▶ **DATA EXTRACT**

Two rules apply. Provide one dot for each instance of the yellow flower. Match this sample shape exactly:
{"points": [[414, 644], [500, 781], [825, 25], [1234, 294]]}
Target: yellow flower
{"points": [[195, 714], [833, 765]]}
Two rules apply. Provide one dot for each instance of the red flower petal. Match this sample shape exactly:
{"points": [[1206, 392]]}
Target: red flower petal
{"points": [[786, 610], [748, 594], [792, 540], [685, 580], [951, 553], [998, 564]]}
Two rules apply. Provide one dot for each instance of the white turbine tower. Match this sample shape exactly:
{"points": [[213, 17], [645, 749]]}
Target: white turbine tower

▶ **TASK DESCRIPTION**
Rewrite all the rows above, changing "sample shape" to "example format" wherever it occurs and keeping everything else the same.

▶ **TASK RESULT**
Two rules apply. Provide one dot for each instance of the yellow flower. Match this example format exactly:
{"points": [[414, 644], [500, 781], [825, 25], [1234, 294]]}
Target: yellow flower
{"points": [[195, 714], [833, 765]]}
Two rules apply. Provide one dot for each instance of the red flower petal. Match this example format exactly:
{"points": [[1206, 392]]}
Target: red flower petal
{"points": [[786, 610], [748, 594], [792, 540], [685, 580], [951, 553], [998, 564]]}
Two rules apply. Provide one dot for each instance of the white turbine tower. Match this example format exactly:
{"points": [[213, 17], [645, 749]]}
Target: white turbine tower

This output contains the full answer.